When you write out the listing below, keep each word exactly as it stands and drop the pictures.

:::

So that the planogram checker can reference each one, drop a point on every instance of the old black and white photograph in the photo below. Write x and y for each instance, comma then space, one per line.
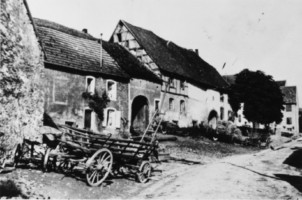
151, 99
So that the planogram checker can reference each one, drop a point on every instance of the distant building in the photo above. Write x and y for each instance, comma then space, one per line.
290, 121
21, 57
194, 85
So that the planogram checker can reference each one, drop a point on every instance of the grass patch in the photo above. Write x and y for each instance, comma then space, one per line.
204, 147
9, 189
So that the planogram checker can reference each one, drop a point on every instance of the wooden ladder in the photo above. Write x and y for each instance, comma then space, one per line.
156, 113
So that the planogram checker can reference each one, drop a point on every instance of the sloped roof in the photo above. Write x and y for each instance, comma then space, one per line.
176, 60
289, 94
281, 83
129, 63
69, 48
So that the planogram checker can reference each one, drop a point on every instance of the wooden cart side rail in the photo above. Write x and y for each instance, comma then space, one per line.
84, 134
121, 141
78, 130
128, 153
76, 146
108, 143
93, 135
120, 148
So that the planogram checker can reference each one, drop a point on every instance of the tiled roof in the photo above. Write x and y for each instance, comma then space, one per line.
230, 79
69, 48
173, 59
129, 63
289, 94
281, 83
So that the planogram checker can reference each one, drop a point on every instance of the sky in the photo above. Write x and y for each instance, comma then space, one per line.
261, 35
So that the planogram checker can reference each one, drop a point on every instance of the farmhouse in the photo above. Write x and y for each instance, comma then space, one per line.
75, 63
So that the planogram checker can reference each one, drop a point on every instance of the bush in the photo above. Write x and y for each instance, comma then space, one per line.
9, 189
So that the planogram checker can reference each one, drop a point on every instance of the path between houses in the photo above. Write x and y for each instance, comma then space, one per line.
261, 175
256, 176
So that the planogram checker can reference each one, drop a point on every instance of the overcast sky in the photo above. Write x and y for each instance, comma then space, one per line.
256, 34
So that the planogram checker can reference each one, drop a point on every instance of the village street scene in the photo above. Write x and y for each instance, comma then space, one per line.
147, 99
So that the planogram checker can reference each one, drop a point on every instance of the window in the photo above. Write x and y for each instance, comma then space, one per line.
90, 84
119, 37
221, 98
221, 113
182, 106
288, 120
288, 108
182, 85
171, 104
111, 90
112, 118
156, 104
60, 91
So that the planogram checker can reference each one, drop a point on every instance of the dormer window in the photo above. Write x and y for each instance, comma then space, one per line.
119, 36
182, 85
111, 89
172, 83
90, 84
171, 104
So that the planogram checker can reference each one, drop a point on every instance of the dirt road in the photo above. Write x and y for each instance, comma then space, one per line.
261, 175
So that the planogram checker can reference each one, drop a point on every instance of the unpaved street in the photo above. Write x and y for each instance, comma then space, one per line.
257, 176
261, 175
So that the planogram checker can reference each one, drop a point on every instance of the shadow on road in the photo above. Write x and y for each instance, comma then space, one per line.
295, 181
295, 159
261, 174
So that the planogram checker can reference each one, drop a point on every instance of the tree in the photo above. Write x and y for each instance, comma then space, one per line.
97, 103
261, 95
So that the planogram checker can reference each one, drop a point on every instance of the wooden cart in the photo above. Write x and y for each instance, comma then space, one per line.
100, 155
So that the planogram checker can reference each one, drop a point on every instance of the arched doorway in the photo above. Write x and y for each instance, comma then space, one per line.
212, 119
140, 114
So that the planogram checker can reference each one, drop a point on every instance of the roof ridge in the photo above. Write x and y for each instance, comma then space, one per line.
59, 27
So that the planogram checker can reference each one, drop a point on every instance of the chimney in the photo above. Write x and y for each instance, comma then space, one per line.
101, 51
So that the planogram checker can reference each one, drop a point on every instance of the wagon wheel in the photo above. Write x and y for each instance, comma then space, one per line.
99, 167
49, 163
66, 166
144, 172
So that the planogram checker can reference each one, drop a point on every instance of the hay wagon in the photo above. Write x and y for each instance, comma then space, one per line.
99, 155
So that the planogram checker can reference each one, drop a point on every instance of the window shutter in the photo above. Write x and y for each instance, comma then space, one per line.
118, 119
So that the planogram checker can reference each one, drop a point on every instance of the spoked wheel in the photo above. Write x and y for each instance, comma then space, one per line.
144, 172
99, 167
66, 166
49, 163
18, 154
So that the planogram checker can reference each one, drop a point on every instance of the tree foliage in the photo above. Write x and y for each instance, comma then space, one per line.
97, 103
261, 95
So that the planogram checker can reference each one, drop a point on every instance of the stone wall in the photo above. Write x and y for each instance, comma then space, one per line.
21, 98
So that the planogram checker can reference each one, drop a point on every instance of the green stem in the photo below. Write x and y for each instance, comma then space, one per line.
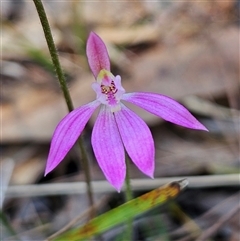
128, 197
63, 84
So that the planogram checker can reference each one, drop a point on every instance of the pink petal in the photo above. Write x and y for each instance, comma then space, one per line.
67, 132
137, 139
165, 107
97, 54
108, 148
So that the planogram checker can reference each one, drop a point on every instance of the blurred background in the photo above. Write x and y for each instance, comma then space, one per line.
188, 50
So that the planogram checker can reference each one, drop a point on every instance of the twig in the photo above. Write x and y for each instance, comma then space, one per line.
214, 228
104, 187
202, 219
78, 218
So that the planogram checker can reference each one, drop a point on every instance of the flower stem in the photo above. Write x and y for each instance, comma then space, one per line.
128, 197
63, 85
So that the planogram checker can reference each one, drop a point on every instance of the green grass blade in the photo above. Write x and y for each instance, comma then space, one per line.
126, 211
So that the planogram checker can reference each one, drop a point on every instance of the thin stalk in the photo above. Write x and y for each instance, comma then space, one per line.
63, 85
7, 225
128, 197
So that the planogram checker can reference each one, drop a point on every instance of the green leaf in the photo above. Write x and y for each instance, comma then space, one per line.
125, 212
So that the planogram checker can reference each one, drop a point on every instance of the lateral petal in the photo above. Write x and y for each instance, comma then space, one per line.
97, 54
67, 132
108, 148
137, 139
165, 107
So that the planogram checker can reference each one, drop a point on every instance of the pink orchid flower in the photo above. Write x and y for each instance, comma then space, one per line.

:::

> [OUTPUT]
So that the planogram checker can reference each one, drop a point on every instance of the old black and white photograph in the photo below. Write x and y for each instance, comma then space, one per line.
151, 99
So that the planogram checker can reference each one, drop a point on every instance of the distant building in the photo above. Write x and y for each instance, comma then space, one per line.
290, 121
21, 57
194, 85
So that the planogram checker can reference each one, drop a point on every instance of the grass patch in the photo above. Write x and y for each instance, comma then space, one per line.
204, 147
9, 189
So that the planogram checker can reference each one, drop a point on every instance of the wooden ladder in the photo above. Write x and y for each instance, comma then space, one per line.
156, 113
So that the planogram checker can reference each one, drop a point on every instance of the sloped roof in the photo above. Write x and y for each instance, comma then space, one per line.
176, 60
289, 94
281, 83
129, 63
69, 48
So that the planogram checker can reference each one, drop a point on every instance of the wooden cart side rail in the photo above. Write x and y for each instance, comma then space, one per line.
84, 134
121, 141
78, 130
128, 153
76, 146
108, 143
93, 135
120, 148
So that the planogram checker can reference each one, drop a point on every instance of the tiled roof in the photo above. Write x and y for each instance, comma then space, one per line.
230, 79
69, 48
173, 59
129, 63
289, 94
281, 83
So that the planogram checker can reference each one, drop a point on every instance of the sky in the photo above. Write x and y for each instance, comma then space, one per line.
261, 35
So that the planogram checker can reference each one, drop a point on every instance of the farmhouse in the photo above. Write x and y for each instance, comma then space, one per line.
75, 63
So that the planogram checker can reference each one, drop a point on every instance of the bush in the photo above. Write x and y for each instance, comma then space, one per line.
9, 189
So that the planogram checker can reference each one, drop a point on every instance of the path between houses in the photo above. Write x and y for each instance, comma then space, one per line.
261, 175
256, 176
So that the planogram checker can reference each one, drop a point on every instance of the overcast sky in the photo above. Write x and y for each instance, comma then space, one per line.
256, 34
So that the planogram checker can reference each one, drop a point on every instance of the village street scene in the photo above. Write x and y for each instance, comma then space, one per line.
147, 99
So that the planogram checker can reference each one, drop a point on every instance of the window in the photo above. Write x and y for each instance, comma then space, one per line.
90, 84
119, 37
221, 98
221, 113
182, 106
288, 120
288, 108
182, 85
171, 104
111, 90
112, 118
156, 104
60, 91
So that the planogram checker can reference each one, drop a point on every instance of the dormer window in the photo above. Write x and y for each instance, comma then space, one per line.
119, 36
182, 85
111, 89
172, 83
90, 84
171, 104
So that the planogram checker can reference each one, drop a point on every instance of the dirt road in the photo above. Write x and y for each instance, comma then space, one per line.
261, 175
So that the planogram checker can reference each one, drop a point on every instance of the unpaved street in the photo above. Write x and y for each instance, comma then space, one per line.
257, 176
261, 175
So that the planogram checker can reference each one, drop a point on every instance of the shadow on road in the photo above. Write x and y for each instance, comma then space, one per line.
295, 181
295, 159
261, 174
So that the planogram checker can reference each one, drop a point on every instance of the tree in the photo above. Write x and y for each instance, comma then space, one per line.
97, 103
261, 95
So that the planogram checker can reference each one, drop a point on every instance of the wooden cart in the photo above. Write x and y for each instance, comma then space, one per line.
100, 155
So that the planogram checker can reference each one, drop a point on every instance of the arched doorway in the photo above. Write x and y for each instance, comma then space, one per line.
212, 119
140, 114
So that the planogram checker can reference each one, drop a point on every instance of the roof ridge in the photo above. Write x and y for each instance, comma then space, one per line.
59, 27
So that the planogram checker can reference each one, drop a point on every instance of the chimney in the photo above. Write x and y for each instance, comma then space, one per line.
101, 51
So that the planogram checker can reference each one, drop a point on every instance of the wagon wheel in the photo above. Write x and y for each instance, comma then space, one per line.
99, 167
49, 163
66, 166
144, 172
So that the planogram checker can reference each one, drop a point on every instance of the hay wagon in the photo above. Write x and y for each instance, comma then space, one per line.
99, 155
So that the planogram checker can reference each one, drop a point on every instance of the window shutter in the photo above. Write x and y for each instance, comma then space, one per line.
118, 119
So that the planogram checker can reference each one, drop a point on every instance of the spoked wheel in the photo above. Write x and y for each instance, comma then space, one per line.
144, 172
99, 167
66, 166
49, 163
18, 154
So that the planogram checker can reference each one, drop a point on every instance of the tree foliage in the photo above. Write x and y for each instance, comma then space, one per line.
97, 103
261, 95
So that the planogram checker can reference each one, drop a point on every instance of the stone wall in the photo above. Write x and y for each instance, comma then space, one per line.
21, 98
So that the planogram checker can reference each one, drop a point on every instance of the green stem in the photo below. Write x and y for each instance, comma then space, one per line.
128, 197
63, 84
So that the planogram checker can reference each one, drop a point on every instance of the pink petal in the photo above. Write x and y for each instance, comma then space, one per line.
67, 132
137, 139
165, 107
97, 54
108, 148
So that the planogram checker can reference each one, drop a point on every instance of the blurred background in the photo above. Write x and y for each instance, comma then space, one per line.
188, 50
So that the planogram checker can reference each one, drop a point on every instance of the twig in the photo above. Write x and y for each instance, comma then space, one per line.
214, 228
104, 187
202, 219
78, 218
So that the planogram checker can reference each one, drop a point on every instance of the flower stem in the photo above. Write x and y for each instance, comma then space, one per line.
128, 197
63, 85
So that the planogram checker can reference each one, drop a point on every instance of the green grass blade in the photo above. Write x and y for each instance, comma then space, one per line.
126, 211
So that the planogram checker can reference each one, drop a point on every instance of the thin stalk in the photo above. Write x and y for each instance, comma then space, one per line.
63, 85
7, 225
128, 197
So that the planogram checker can reference each one, drop a point on every instance of the green leaf in the photo above. Write x and y for each instance, comma then space, one per line.
125, 212
So that the planogram checker can reference each one, drop a point on every instance of the lateral petal in the photo above. Write x and y for each instance, comma then space, one per line.
97, 54
67, 132
108, 148
137, 139
165, 107
So that the planogram checker can reference each one, drop a point on every instance of the pink orchid flower in the photo above. Write x and y for each instance, comma then space, one per line.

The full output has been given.